● **Task instructions**:
1. According to the abstract, why do the two imbibition recovery curves from NMRI and NMR T2 not match exactly? Answer in one to three sentences.
2. Output the rows starting at the line that contains "Please point out the person walking" and ending at the line that contains "(1252, 194)", both included, as a JSON list of strings with one string per line, leaving out blank lines. Give only these rows.

● **Text extract**:
# # # # #
Abstract

In this paper, the nuclear magnetic resonance (NMR) technique is applied to exploring the spontaneous imbibition mechanism in tight sandstones under all face open (AFO) boundary conditions, which will benefit a better understanding of spontaneous imbibition during the development of oil & gas in tight formations. The advantages of nuclear magnetic resonance imaging (NMRI) and NMR T2 are used to define the distribution of remaining oil, evaluate the effect of micro structures on imbibition and predict imbibition recovery. NMR T2 results show that pore size distributions around two peaks are not only the main oil distributions under saturated condition but also fall within the main imbibition distributions range. Spontaneous imbibition mainly occurs in the first 6 h and then slows down and even ceases. The oil signals in tiny pores stabilize during the early stage of imbibition while the oil signal in large pores keeps fluctuating during the late stage of imbibition. NMRI results demonstrate that spontaneous imbibition is a replacement process starting slowly from the boundaries to the center under AFO and ending with oil-water mixing. Furthermore, the wetting phase can invade the whole core in the first 6 h, which is identical with the main period of imbibition occurring according to NMR T2 results. Factors influencing the history of oil distribution and saturation differ at different periods, while it is dominated by capillary imbibition at the early stage and allocated by diffusion at later time. Two imbibition recovery curves calculated by NMRI and NMR T2 are basically consistent, while there still exists some deviations between them as a result of the resolutions of NMRI and NMR T2. In addition, the heterogeneity of pore size distributions in the two samples aggravates this discrepancy. The work in this paper should prove of great help to better understand the process of the spontaneous imbibition, not only at the macroscopic level but also at the microscopic level, which is significant for oil/gas recovery in tight formations.
# # # # #
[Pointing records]
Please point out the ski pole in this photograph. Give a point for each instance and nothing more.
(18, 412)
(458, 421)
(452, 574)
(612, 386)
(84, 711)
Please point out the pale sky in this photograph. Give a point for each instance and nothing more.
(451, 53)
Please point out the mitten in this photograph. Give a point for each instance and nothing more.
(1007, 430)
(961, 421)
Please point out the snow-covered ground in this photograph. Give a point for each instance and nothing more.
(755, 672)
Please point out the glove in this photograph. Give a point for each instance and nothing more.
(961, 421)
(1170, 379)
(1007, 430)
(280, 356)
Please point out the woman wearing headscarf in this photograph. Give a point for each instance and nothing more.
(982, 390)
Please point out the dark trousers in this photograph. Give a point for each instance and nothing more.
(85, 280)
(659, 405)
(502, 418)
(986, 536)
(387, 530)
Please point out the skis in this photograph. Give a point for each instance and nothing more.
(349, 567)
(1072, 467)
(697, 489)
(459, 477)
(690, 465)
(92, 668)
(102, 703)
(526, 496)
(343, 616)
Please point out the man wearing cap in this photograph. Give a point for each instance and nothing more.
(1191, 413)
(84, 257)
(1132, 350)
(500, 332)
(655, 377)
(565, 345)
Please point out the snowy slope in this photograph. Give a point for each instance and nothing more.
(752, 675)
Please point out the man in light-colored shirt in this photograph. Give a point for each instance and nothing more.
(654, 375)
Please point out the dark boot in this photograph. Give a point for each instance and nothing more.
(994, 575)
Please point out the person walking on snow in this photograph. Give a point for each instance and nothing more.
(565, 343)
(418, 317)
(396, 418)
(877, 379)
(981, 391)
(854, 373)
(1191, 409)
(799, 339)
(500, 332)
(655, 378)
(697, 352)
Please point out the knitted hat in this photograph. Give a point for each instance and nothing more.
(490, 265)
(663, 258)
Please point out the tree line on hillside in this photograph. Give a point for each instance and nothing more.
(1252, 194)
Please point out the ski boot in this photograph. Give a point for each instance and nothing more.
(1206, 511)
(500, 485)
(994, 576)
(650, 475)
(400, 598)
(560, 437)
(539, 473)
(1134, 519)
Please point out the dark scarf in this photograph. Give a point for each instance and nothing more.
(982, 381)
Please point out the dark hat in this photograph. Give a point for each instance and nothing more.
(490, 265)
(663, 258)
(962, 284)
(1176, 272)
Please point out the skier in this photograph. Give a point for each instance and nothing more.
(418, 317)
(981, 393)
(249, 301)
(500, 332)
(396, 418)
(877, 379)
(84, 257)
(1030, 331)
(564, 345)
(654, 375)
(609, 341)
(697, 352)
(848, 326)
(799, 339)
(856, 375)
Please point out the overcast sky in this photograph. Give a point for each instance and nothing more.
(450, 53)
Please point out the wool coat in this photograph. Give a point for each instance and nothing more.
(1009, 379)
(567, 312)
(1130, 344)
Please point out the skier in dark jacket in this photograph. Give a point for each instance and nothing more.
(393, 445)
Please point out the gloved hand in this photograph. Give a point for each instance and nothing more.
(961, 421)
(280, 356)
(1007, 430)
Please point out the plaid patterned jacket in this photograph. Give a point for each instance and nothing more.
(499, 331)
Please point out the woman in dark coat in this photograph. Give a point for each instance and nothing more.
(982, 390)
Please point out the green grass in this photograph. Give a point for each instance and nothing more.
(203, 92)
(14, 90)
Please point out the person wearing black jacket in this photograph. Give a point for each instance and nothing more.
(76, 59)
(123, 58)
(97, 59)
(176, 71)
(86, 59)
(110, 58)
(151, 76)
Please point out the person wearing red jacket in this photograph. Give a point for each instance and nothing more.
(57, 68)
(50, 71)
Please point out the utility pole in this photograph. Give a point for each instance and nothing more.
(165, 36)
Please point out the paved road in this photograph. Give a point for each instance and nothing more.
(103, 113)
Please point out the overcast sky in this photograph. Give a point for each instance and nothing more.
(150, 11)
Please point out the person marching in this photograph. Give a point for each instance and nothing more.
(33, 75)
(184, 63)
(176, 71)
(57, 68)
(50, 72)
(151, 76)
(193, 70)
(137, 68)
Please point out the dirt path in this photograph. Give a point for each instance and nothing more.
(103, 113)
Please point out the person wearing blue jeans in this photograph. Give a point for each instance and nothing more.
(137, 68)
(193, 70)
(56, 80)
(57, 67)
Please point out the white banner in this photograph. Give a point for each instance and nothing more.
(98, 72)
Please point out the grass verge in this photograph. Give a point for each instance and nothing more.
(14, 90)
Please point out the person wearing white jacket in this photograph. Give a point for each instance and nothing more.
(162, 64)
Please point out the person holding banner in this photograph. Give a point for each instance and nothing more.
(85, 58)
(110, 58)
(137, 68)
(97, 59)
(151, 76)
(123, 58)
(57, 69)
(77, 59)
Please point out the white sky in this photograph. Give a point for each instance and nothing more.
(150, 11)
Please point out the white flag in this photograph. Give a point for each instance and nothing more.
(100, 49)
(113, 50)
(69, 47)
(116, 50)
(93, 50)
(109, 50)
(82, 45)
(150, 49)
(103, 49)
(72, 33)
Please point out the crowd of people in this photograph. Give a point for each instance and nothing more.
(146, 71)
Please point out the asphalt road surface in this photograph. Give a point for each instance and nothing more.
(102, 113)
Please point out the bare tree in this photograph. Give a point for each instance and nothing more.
# # # # #
● **Solutions per task**:
1. The two curves differ because NMRI and NMR T2 have different resolutions. The uneven pore size distributions in the two samples make this gap worse.

2.
[
  "Please point out the person walking on snow in this photograph. Give a point for each instance and nothing more.",
  "(565, 343)",
  "(418, 317)",
  "(396, 418)",
  "(877, 379)",
  "(981, 391)",
  "(854, 373)",
  "(1191, 409)",
  "(799, 339)",
  "(500, 332)",
  "(655, 378)",
  "(697, 352)",
  "Please point out the knitted hat in this photograph. Give a point for each instance and nothing more.",
  "(490, 265)",
  "(663, 258)",
  "Please point out the tree line on hillside in this photograph. Give a point for each instance and nothing more.",
  "(1252, 194)"
]